→ **What you will do**
The data below needs to be returned exactly, line for line.

++++++++++

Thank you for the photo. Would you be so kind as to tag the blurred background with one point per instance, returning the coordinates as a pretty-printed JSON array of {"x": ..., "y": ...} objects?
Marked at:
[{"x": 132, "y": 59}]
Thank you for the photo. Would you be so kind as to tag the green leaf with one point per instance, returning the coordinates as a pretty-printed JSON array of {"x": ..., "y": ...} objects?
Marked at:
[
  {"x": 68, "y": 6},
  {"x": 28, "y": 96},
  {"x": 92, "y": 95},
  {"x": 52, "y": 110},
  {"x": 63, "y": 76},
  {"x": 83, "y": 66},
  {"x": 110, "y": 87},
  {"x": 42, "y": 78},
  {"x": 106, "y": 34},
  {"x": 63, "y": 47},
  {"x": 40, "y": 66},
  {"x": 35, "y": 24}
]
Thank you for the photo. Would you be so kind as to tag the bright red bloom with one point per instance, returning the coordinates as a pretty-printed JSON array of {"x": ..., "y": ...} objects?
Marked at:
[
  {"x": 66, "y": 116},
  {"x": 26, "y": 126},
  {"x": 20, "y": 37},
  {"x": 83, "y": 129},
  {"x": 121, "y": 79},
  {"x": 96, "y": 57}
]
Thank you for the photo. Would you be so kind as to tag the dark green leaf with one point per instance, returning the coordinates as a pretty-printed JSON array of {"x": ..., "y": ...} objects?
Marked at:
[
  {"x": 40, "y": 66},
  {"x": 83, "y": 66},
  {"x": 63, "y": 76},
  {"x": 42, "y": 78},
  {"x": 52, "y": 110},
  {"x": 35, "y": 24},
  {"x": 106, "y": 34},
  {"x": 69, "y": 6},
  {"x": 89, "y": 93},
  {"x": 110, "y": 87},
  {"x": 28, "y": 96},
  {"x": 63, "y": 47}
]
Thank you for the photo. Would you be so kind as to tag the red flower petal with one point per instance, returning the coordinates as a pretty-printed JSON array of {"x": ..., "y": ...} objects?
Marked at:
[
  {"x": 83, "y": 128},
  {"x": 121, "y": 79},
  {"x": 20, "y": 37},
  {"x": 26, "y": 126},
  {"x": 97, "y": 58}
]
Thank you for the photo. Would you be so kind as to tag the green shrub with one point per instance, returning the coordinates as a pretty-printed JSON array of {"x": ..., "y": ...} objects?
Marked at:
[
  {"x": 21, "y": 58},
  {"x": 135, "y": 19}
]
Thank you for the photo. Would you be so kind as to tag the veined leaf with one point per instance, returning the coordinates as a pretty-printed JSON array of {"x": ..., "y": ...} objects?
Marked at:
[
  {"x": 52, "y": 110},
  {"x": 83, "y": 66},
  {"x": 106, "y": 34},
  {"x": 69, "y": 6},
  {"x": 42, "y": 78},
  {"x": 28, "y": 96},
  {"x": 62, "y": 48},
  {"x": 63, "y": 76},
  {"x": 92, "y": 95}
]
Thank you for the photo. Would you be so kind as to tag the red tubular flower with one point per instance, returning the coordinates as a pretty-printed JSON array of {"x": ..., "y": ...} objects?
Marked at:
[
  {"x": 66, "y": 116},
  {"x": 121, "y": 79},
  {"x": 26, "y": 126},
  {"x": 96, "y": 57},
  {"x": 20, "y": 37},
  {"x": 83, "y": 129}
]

++++++++++

→ **Result of this exercise**
Thank you for the photo. Would you be so kind as to tag the blurred background with one point per instance, returning the coordinates as a pretty-printed JSON array of {"x": ..., "y": ...} objects?
Marked at:
[{"x": 132, "y": 59}]
Thank you for the photo. Would you be so kind as to tag the green leaf with one point per instance, returning the coordinates as a pretty-printed JSON array of {"x": ..., "y": ...} objects?
Marked at:
[
  {"x": 68, "y": 6},
  {"x": 28, "y": 96},
  {"x": 92, "y": 95},
  {"x": 52, "y": 110},
  {"x": 63, "y": 76},
  {"x": 83, "y": 66},
  {"x": 110, "y": 87},
  {"x": 42, "y": 78},
  {"x": 106, "y": 34},
  {"x": 63, "y": 47},
  {"x": 40, "y": 66},
  {"x": 35, "y": 24}
]
Thank you for the photo. Would you be so kind as to tag the bright red bloom with one point per instance, returning the coordinates as a pretty-printed JSON array of {"x": ..., "y": ...} objects?
Marked at:
[
  {"x": 66, "y": 116},
  {"x": 26, "y": 126},
  {"x": 20, "y": 37},
  {"x": 83, "y": 129},
  {"x": 121, "y": 79},
  {"x": 96, "y": 57}
]
Thank you for the photo. Would you be so kind as to tag the dark green leaf with one point per instance, returning the coordinates as a pretty-printed JSON array of {"x": ..., "y": ...} objects?
Marked at:
[
  {"x": 40, "y": 66},
  {"x": 83, "y": 66},
  {"x": 63, "y": 76},
  {"x": 42, "y": 78},
  {"x": 52, "y": 110},
  {"x": 35, "y": 24},
  {"x": 106, "y": 34},
  {"x": 69, "y": 6},
  {"x": 89, "y": 93},
  {"x": 110, "y": 87},
  {"x": 28, "y": 96},
  {"x": 63, "y": 47}
]
Thank you for the photo. Would you be so kind as to tag the red flower petal with one point per instance, returning the coordinates as a pretty-printed JSON array of {"x": ..., "y": ...} objects?
Marked at:
[
  {"x": 83, "y": 128},
  {"x": 121, "y": 79},
  {"x": 20, "y": 37},
  {"x": 26, "y": 126},
  {"x": 97, "y": 58}
]
Thank you for the photo. Would you be so kind as to tag the green shrub with one point per instance, returning the coordinates as a pretty-printed JSON array of {"x": ..., "y": ...} objects?
Marked at:
[
  {"x": 21, "y": 58},
  {"x": 135, "y": 19}
]
Thank you for the photo. Would you be so kind as to tag the veined leaf with one point per instance, returning the coordinates as a pretty-printed JSON array of {"x": ..., "y": ...} objects?
Marked at:
[
  {"x": 52, "y": 110},
  {"x": 83, "y": 66},
  {"x": 106, "y": 34},
  {"x": 69, "y": 6},
  {"x": 42, "y": 78},
  {"x": 28, "y": 96},
  {"x": 62, "y": 48},
  {"x": 63, "y": 76},
  {"x": 92, "y": 95}
]
Thank you for the photo. Would you be so kind as to tag the red tubular flower with one point per instance, returning the coordinates as a pretty-printed JSON array of {"x": ..., "y": ...} objects?
Marked at:
[
  {"x": 66, "y": 116},
  {"x": 121, "y": 79},
  {"x": 26, "y": 126},
  {"x": 96, "y": 57},
  {"x": 20, "y": 37},
  {"x": 83, "y": 129}
]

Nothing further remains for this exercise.